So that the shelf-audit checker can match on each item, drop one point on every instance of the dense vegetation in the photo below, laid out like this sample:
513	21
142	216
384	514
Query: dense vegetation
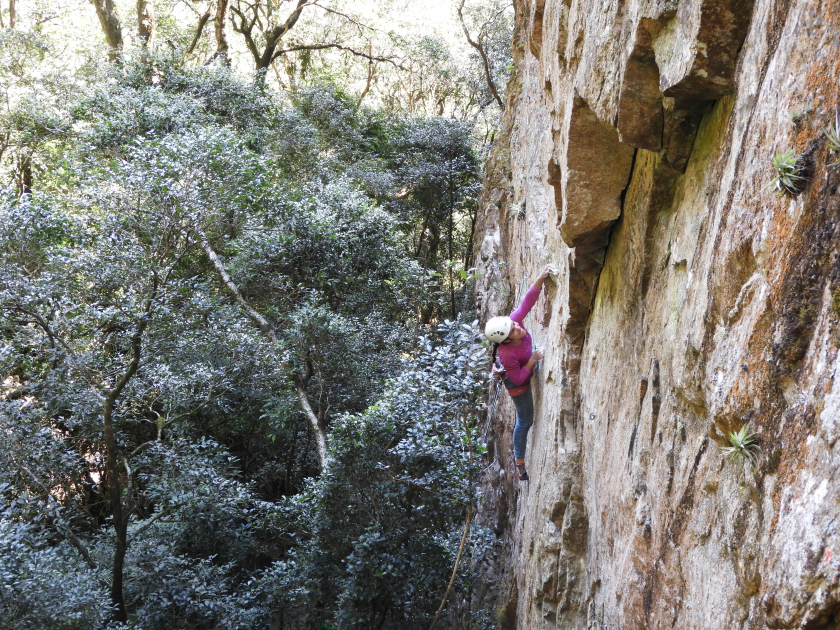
239	382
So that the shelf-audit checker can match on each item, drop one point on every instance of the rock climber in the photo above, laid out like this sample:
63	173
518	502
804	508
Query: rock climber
515	365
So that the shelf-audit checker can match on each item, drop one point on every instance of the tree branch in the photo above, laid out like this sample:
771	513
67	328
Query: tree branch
269	332
340	47
201	22
110	21
477	45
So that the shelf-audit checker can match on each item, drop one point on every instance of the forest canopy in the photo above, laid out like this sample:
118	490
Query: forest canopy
240	380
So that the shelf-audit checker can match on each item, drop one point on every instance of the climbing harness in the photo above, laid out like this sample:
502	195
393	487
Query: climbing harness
492	411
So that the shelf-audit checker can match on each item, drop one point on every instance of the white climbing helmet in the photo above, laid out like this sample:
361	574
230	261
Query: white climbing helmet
498	328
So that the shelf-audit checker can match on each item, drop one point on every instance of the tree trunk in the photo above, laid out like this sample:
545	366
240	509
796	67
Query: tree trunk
25	176
120	524
111	26
146	26
221	34
269	332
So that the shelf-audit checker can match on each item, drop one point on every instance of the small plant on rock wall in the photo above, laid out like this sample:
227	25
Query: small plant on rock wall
742	446
832	136
789	179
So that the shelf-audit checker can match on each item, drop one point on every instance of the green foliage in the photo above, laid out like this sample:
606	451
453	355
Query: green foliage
788	180
377	532
349	230
742	446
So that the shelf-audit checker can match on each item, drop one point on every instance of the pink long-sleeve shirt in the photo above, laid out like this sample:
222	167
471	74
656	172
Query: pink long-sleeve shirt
514	357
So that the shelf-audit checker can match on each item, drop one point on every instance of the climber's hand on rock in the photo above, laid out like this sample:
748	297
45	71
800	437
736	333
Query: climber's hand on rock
549	270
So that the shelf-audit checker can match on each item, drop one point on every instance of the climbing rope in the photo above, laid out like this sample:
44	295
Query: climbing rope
492	411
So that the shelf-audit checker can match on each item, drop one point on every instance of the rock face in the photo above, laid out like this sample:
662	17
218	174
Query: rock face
692	300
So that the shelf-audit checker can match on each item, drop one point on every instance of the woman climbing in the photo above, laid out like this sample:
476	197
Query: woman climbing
517	357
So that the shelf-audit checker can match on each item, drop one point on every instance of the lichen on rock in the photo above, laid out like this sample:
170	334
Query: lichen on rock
639	136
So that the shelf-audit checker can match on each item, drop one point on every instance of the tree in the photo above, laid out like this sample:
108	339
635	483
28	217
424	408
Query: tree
490	22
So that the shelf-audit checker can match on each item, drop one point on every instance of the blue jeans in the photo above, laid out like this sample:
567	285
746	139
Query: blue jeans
524	404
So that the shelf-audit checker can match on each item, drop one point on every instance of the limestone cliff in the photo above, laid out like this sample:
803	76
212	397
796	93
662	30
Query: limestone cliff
692	299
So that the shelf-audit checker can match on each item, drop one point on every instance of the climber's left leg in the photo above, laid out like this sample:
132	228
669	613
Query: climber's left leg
524	404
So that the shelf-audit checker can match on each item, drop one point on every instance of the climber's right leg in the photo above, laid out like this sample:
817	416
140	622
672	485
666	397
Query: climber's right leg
524	404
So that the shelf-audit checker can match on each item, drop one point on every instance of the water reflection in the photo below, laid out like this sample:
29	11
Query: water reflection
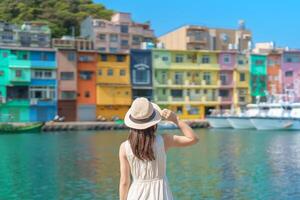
225	164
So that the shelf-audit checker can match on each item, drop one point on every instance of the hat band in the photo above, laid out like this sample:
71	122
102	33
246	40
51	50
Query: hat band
141	121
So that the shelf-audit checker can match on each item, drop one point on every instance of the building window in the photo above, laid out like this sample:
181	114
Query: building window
242	77
85	75
44	56
193	111
179	59
124	43
86	58
102	37
4	54
18	73
224	93
240	62
289	73
103	57
43	74
120	58
177	93
124	28
110	72
136	40
227	59
141	75
259	62
68	95
102	49
42	93
206	78
165	58
113	50
113	38
71	56
87	94
178	77
122	72
205	59
66	76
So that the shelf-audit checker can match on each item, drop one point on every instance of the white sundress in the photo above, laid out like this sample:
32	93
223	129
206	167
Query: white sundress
149	177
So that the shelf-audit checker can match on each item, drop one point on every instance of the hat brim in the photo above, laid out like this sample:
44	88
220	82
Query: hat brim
157	118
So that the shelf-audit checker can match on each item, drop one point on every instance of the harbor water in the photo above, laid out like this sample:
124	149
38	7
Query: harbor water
225	164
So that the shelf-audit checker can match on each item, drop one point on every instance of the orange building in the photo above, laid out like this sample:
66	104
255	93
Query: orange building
274	83
86	85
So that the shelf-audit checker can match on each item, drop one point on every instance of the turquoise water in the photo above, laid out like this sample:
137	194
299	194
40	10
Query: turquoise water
225	164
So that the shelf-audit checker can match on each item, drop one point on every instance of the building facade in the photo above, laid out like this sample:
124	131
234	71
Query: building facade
141	73
86	85
30	34
192	37
120	34
291	72
114	95
258	78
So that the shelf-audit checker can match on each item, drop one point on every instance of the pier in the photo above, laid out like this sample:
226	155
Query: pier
93	125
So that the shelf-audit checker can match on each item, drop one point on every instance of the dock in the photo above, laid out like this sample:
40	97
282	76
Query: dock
94	125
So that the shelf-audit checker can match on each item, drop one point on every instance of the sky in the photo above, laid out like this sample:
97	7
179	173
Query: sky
269	20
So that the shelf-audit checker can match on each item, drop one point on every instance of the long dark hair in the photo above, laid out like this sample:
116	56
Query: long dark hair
141	142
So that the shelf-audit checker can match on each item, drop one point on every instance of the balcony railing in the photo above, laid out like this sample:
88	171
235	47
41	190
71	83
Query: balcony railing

◆ ◆ ◆ ◆ ◆ ◆ ◆

**TASK PROMPT**
Retype the entries from the line containing "of the dock" through the last line of the entries, inclusive, with no changes.

**EXERCISE ANSWER**
So that the shelf-audit checker can match on each item, drop one point on every instance of the dock in the photo above, laid out like this sample:
40	97
282	76
Query: dock
94	125
So that the shelf-audit checker can match on each item, drop one point on every instance of the sky in the photo above, laid out like this sample:
97	7
179	173
Query: sky
269	20
So that the shelf-audit checker can match on each item, drop one point on every instance of the long dark hair in the photo above, laid out like this sample:
116	56
Query: long dark hair
141	142
So that the shelf-audit checker can match on each item, drop one point on every instance of the balcony railing in the photo above, laid out like this sample:
88	171
235	47
41	190
71	83
Query: balcony railing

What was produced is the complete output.